§ Text under study:

+--

That being said, I found the content so utterly absorbing as to forgive any minor issues. And I am reviewing the beta-version, so any such points will likely be fixed before release.
The essential message of Backbone Power is deceptively simple: say “no” when it’s in your best interests to do so; allow yourself to make requests, ask for what you need; and speak with authenticity. So far, so good.
We all know, you can’t serve from an empty vessel, and self-care (which does involve saying “no”) is key to a happy and healthy life. We all know that occasionally, you have to say “no” in order to set healthy boundaries. I think few of us would argue that these are good, solid points. However, I think most of us could also say, if we were honest, that we don’t always do these things consistently. Backbone Power examines why we struggle to say “no”, and how to move through the process of developing our ability to set healthy boundaries and live in a way which is authentic. I was impressed by the depth with which the author examined her subject, the solid research and clinical experience on which the book was based, and the carefully ordered, therapeutic approach.

+--

§ Directions for this task: According to the review, which version of Backbone Power is being reviewed? The data that comes next is separate material with no connection to the review.

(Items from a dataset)
+--

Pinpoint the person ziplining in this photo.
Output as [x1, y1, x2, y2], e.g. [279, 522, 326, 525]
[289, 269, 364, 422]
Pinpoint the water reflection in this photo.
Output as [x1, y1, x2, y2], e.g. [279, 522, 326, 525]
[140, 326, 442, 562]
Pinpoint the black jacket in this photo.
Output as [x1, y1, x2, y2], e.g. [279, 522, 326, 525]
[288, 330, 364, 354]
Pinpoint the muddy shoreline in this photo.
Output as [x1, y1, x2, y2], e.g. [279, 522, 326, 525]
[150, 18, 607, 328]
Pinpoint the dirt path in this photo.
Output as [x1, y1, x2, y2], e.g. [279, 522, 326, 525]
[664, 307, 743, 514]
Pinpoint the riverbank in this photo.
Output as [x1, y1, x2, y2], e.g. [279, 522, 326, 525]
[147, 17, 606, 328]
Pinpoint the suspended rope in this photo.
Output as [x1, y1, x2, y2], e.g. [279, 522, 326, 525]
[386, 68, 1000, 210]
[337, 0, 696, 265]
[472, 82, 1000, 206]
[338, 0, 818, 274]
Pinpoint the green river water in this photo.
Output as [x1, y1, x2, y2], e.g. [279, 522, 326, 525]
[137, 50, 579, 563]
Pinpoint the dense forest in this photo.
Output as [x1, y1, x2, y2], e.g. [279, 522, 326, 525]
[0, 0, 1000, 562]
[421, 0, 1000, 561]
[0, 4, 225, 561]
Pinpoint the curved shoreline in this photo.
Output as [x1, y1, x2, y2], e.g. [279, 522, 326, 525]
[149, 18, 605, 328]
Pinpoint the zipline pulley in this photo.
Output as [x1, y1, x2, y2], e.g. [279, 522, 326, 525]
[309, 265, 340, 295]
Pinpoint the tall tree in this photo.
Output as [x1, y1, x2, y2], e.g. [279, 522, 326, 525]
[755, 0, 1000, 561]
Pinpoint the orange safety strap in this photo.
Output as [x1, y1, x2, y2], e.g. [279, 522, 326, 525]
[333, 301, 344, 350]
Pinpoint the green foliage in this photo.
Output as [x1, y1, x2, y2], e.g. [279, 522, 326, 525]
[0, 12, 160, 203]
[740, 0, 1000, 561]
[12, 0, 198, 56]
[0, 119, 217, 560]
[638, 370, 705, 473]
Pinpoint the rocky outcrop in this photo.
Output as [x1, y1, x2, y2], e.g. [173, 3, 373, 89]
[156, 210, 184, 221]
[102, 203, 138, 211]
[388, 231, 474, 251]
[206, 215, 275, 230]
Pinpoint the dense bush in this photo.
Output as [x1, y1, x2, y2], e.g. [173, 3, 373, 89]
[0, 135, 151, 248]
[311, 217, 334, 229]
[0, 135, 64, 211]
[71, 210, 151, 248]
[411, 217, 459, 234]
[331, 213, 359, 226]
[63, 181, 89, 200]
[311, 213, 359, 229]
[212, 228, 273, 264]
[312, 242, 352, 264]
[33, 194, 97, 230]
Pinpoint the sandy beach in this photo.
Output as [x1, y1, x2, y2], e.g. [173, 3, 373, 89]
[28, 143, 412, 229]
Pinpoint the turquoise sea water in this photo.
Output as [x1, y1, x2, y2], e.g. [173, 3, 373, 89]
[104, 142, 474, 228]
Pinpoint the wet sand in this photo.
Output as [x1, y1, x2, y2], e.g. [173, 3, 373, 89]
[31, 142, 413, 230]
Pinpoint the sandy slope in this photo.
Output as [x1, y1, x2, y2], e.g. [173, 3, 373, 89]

+--

§ Exercise output: The beta-version.